------ RECORDS ------

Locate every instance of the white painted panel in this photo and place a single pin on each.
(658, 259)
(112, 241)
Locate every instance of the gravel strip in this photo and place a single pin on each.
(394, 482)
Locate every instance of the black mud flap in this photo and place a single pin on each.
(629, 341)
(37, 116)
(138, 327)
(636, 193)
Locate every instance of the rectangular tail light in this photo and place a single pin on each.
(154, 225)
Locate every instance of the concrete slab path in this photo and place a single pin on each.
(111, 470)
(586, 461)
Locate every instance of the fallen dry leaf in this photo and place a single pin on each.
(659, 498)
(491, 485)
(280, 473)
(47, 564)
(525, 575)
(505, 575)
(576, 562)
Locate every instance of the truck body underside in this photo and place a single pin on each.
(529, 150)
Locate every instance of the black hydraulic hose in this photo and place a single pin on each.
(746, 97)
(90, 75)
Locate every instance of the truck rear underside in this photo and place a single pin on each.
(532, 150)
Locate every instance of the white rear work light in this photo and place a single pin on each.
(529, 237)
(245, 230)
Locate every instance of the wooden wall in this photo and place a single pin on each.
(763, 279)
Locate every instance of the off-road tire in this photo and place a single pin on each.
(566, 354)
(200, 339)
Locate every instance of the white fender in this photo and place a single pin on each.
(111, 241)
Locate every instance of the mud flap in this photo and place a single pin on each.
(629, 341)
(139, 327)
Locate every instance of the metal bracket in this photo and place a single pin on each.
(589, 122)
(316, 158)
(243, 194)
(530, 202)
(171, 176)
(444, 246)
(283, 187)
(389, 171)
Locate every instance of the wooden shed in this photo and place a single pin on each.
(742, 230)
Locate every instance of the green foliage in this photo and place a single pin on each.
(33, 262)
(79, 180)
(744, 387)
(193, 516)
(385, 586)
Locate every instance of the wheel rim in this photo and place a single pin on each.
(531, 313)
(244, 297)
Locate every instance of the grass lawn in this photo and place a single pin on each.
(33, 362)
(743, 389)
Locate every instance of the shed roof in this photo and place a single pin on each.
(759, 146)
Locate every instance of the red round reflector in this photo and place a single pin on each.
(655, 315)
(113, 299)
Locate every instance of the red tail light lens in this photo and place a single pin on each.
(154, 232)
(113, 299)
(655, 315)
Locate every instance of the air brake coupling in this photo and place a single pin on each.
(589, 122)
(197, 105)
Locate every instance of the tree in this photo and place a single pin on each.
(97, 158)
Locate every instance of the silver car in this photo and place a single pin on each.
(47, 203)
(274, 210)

------

GOAL OF THE EXERCISE ▸
Lay out all of the lines above as a numbered list, leaving out any blank lines.

COMPLETED TASK ▸
1. Locate every instance of the white painted panel in this photo and place a single pin on each.
2. (658, 259)
3. (112, 241)
4. Locate every instance of the gravel strip in this photo and place a single pin on each.
5. (394, 482)
6. Locate every instance of the black mud flap in this photo and place a single pin on each.
7. (629, 341)
8. (37, 116)
9. (138, 327)
10. (636, 193)
11. Locate every instance of the rectangular tail light in this photo and place a single pin on each.
12. (154, 225)
13. Locate every instance of the concrete slab path in this photo and place a single pin on each.
14. (111, 470)
15. (586, 461)
16. Locate every instance of the fallen dry leaf in this photo and place a single pin on each.
17. (659, 498)
18. (491, 485)
19. (280, 473)
20. (47, 564)
21. (525, 575)
22. (505, 575)
23. (576, 562)
24. Locate every instance of the truck body underside in this photo and place a single pin on each.
25. (529, 150)
26. Locate every instance of the black hydraulic hose in this photo and place a single pin on each.
27. (746, 97)
28. (90, 75)
29. Locate every instance of the truck rear underside in this photo and place a single pin on each.
30. (532, 150)
31. Locate every instance of the white rear work light in this photo and place a single pin on each.
32. (529, 237)
33. (245, 230)
34. Locate every instance of the wooden wall in this photo and place a single pin on each.
35. (763, 279)
36. Locate every instance of the off-road tire in this photo and place a single pin on each.
37. (566, 354)
38. (200, 339)
39. Locate every instance of the white fender in this photo and place a single pin on each.
40. (111, 241)
41. Locate every instance of the mud flap in this photo and place a single pin on each.
42. (629, 341)
43. (139, 327)
44. Locate every instance of the metal bracket in this photo and place a single pin on each.
45. (589, 122)
46. (316, 158)
47. (243, 194)
48. (530, 202)
49. (171, 176)
50. (444, 246)
51. (283, 187)
52. (389, 171)
53. Locate every instance of the wooden shed in this photo and place a single pin on each.
54. (742, 230)
55. Locate every instance of the green foliage in this photo and place a single pin on each.
56. (33, 262)
57. (79, 180)
58. (744, 387)
59. (193, 516)
60. (385, 586)
61. Locate every instance of the wheel rim in this photo and place a single pin on each.
62. (531, 313)
63. (244, 297)
64. Locate every instance of the grass lawn in this photo and place a single pin on each.
65. (33, 362)
66. (743, 389)
67. Locate every instance of the shed roof in this photo and place a single pin on each.
68. (759, 146)
69. Locate every instance of the red round reflector in this photo and place a single pin on each.
70. (655, 315)
71. (113, 299)
72. Locate every instance of the red tail light lens in this photo and place a single pin on each.
73. (154, 232)
74. (113, 299)
75. (655, 315)
76. Locate every instance of the air brake coupling in this photo and place a single pin on each.
77. (589, 122)
78. (197, 105)
79. Locate every instance of the tree in this photo and place a single pin on each.
80. (97, 158)
81. Locate every instance of the silver car in this photo and place a single pin on each.
82. (47, 203)
83. (274, 210)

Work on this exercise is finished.